Copy every line in the listing that contains "coffee".
DATA FOR ANALYSIS Start Marker
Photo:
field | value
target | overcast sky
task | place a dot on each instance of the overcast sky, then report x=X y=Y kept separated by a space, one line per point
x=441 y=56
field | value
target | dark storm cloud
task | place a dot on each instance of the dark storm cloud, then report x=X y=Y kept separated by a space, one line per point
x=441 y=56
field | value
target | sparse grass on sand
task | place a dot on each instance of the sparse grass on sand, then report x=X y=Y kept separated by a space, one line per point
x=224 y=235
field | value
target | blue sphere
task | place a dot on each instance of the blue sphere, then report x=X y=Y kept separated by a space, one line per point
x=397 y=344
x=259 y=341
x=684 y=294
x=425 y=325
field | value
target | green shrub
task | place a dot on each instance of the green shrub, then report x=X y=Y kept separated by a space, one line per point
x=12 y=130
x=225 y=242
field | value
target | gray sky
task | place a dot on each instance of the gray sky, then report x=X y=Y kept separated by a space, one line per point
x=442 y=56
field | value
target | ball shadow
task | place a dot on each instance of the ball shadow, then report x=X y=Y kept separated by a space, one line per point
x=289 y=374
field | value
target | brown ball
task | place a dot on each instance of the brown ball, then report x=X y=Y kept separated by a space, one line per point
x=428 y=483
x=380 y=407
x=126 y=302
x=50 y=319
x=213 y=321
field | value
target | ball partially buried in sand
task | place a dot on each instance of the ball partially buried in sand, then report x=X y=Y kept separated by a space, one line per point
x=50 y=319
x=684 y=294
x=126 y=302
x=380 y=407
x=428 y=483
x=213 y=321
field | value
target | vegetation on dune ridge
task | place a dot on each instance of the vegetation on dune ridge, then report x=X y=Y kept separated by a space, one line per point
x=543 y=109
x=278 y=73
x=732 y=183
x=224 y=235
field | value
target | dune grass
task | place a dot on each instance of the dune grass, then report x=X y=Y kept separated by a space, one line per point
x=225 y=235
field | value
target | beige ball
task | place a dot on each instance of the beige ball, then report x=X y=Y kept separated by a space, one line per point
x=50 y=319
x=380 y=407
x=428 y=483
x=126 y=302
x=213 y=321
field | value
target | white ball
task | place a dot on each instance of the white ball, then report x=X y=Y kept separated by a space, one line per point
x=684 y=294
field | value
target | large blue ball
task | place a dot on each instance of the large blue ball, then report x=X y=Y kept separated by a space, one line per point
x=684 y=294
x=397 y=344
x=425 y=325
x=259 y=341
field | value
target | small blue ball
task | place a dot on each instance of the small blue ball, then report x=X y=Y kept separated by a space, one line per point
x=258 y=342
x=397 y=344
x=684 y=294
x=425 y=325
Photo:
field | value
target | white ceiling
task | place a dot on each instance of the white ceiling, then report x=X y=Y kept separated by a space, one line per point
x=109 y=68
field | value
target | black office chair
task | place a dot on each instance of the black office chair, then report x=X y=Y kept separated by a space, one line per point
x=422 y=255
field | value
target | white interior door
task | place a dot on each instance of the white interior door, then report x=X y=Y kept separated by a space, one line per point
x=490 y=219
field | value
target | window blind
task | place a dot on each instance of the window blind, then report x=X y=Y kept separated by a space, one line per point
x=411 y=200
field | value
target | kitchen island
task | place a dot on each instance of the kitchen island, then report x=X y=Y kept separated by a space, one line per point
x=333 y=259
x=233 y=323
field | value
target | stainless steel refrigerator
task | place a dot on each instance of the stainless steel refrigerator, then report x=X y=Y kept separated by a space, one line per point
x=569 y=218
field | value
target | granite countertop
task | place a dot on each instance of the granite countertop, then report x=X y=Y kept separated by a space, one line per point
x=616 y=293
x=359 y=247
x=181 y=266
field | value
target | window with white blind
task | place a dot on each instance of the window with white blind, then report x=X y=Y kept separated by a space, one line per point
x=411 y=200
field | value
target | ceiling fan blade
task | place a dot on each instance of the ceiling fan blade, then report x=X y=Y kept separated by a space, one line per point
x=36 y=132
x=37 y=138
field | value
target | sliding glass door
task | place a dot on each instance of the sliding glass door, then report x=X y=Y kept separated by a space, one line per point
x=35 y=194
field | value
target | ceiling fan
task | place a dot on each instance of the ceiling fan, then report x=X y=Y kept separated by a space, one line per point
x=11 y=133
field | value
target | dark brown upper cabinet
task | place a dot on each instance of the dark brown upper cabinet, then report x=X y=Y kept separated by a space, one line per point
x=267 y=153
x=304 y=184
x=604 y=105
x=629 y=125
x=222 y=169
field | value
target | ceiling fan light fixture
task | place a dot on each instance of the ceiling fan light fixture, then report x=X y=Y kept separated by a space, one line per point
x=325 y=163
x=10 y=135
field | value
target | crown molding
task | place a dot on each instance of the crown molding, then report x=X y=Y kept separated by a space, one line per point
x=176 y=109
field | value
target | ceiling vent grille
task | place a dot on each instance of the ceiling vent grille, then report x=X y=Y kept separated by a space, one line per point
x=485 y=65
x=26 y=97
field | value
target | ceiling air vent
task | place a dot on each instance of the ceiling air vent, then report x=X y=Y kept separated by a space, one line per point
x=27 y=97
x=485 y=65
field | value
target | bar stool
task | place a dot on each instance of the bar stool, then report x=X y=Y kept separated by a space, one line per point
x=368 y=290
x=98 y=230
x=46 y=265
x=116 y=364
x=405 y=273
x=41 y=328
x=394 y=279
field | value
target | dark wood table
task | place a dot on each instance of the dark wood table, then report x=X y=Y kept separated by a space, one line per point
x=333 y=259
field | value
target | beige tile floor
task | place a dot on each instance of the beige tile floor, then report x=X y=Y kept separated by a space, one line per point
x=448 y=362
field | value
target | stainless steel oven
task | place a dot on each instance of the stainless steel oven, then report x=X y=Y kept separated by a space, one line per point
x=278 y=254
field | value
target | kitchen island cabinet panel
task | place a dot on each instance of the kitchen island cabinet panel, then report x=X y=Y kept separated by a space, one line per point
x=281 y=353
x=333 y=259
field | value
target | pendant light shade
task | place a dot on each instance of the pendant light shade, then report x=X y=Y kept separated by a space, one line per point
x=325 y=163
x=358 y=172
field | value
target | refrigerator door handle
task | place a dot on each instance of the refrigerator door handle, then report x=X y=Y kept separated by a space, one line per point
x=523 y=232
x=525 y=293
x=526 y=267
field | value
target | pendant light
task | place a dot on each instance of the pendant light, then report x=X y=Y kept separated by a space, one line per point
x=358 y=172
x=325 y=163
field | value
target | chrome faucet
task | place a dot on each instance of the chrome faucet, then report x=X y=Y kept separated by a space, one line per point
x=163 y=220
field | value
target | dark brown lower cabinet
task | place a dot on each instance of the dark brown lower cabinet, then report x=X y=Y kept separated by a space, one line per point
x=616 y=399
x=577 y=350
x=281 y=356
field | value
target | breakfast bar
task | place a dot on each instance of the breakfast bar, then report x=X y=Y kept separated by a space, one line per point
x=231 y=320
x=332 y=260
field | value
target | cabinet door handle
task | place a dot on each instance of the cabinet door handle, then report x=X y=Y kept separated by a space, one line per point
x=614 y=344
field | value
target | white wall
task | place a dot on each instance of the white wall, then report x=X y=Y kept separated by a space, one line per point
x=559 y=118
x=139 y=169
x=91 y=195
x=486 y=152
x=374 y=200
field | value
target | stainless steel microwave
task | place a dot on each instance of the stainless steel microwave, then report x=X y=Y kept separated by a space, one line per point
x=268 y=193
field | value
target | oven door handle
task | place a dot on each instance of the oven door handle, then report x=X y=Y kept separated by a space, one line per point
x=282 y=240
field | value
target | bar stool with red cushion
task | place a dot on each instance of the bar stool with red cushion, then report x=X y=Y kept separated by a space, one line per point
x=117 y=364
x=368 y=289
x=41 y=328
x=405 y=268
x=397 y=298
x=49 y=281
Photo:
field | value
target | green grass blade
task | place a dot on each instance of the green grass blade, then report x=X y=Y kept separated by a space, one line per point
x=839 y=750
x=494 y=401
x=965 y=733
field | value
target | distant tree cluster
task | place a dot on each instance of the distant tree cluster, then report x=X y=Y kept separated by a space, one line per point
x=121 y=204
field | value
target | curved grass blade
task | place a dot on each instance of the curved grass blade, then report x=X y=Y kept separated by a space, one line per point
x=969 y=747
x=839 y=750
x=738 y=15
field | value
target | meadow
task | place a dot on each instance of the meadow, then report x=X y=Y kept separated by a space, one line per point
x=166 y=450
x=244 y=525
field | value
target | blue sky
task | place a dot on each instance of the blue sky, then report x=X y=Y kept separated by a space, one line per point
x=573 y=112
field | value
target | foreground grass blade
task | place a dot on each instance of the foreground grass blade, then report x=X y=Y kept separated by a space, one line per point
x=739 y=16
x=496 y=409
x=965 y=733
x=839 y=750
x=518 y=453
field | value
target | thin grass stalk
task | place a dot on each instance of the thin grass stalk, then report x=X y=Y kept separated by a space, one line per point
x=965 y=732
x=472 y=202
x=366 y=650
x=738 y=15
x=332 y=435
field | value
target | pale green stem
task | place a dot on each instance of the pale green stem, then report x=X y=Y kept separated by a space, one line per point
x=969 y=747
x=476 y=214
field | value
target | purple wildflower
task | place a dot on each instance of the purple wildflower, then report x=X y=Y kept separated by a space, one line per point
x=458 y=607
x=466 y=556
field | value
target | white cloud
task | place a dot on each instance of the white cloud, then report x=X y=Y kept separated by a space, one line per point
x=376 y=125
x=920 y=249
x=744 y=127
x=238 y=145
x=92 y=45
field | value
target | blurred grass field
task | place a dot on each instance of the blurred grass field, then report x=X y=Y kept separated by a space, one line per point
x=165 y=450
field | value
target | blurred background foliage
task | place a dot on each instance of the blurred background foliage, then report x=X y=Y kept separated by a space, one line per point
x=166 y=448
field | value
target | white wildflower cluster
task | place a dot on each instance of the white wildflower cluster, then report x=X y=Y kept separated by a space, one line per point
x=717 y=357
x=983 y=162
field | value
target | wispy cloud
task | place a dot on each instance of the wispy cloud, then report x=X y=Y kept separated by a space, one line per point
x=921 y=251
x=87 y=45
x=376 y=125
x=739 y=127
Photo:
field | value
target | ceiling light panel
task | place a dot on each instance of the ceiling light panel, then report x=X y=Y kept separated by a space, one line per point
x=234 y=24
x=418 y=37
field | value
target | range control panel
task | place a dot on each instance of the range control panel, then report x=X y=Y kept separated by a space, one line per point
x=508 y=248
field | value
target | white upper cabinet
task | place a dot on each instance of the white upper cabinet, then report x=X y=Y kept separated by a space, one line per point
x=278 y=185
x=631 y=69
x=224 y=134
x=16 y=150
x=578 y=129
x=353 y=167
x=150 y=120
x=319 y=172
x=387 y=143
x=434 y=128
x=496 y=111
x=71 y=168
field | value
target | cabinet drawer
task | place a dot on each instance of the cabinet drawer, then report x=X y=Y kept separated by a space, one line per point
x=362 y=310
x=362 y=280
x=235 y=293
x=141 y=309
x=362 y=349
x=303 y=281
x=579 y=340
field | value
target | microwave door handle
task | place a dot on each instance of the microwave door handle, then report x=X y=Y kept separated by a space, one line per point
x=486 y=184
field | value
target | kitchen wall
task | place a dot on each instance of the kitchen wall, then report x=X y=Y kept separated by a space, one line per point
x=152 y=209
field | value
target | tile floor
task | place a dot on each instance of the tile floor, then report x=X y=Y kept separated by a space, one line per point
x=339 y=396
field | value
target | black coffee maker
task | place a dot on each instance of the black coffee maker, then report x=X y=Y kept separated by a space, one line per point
DATA FOR ANALYSIS End Marker
# [EXERCISE SOLUTION]
target | black coffee maker
task | place a dot on each instance of the black coffee maker, then report x=X y=Y kept separated by a space, one line per point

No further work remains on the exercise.